──────── Data under study

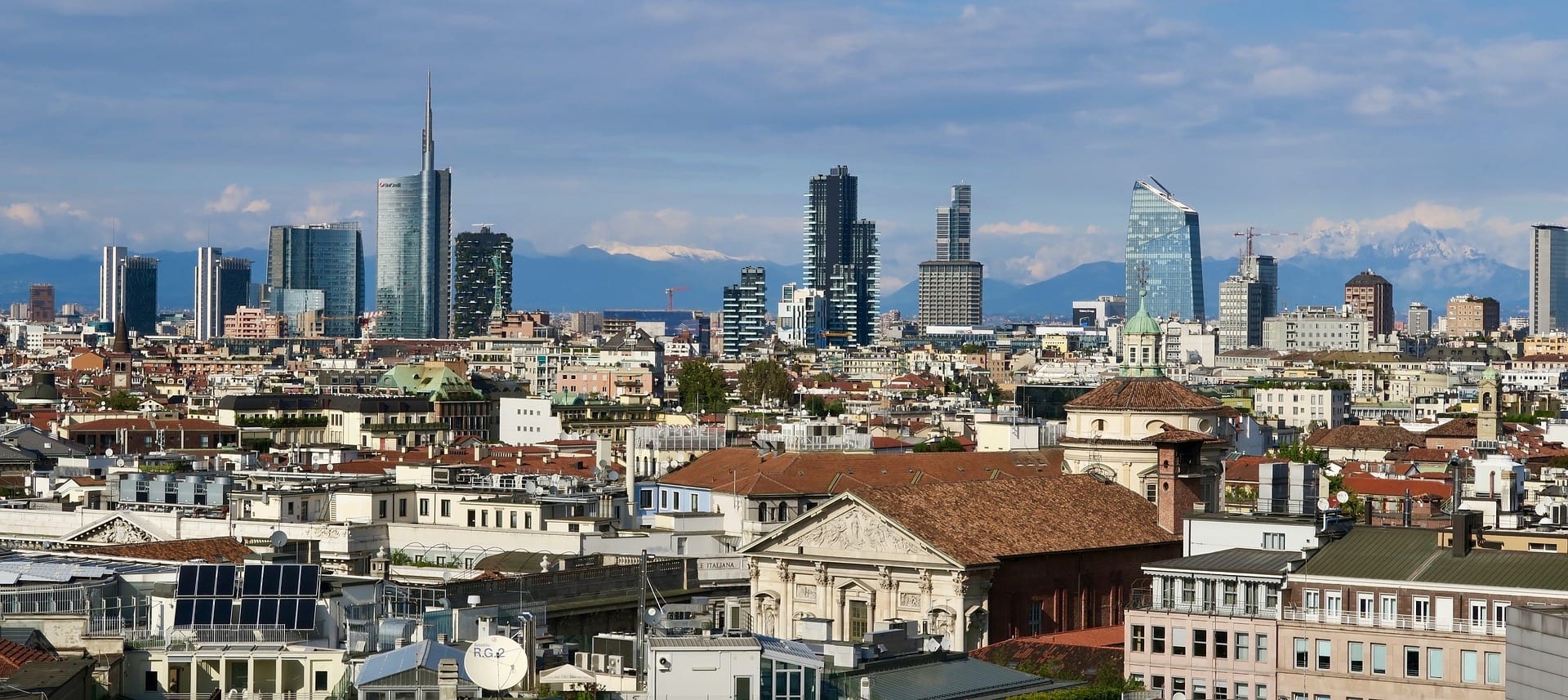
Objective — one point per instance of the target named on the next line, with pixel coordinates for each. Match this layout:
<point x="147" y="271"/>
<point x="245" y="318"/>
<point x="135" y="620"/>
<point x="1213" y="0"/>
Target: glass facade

────────────────

Before duplicating the entries above, strip out the pictures and keep the rest exact.

Objective — one point per instance of the target named on the next line, with pixel coordinates for each. Match this layout:
<point x="147" y="271"/>
<point x="245" y="318"/>
<point x="135" y="620"/>
<point x="1213" y="0"/>
Target: glass facade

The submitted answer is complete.